Exercise objective:
Copy every line of the listing below without changing anything.

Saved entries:
"""

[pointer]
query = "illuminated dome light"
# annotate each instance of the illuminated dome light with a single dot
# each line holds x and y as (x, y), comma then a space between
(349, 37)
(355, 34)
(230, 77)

"""

Answer to this problem:
[pointer]
query = "illuminated dome light"
# annotate each instance of the illuminated dome light with a single dot
# each line holds x and y as (x, y), comma then a space between
(349, 37)
(355, 34)
(230, 77)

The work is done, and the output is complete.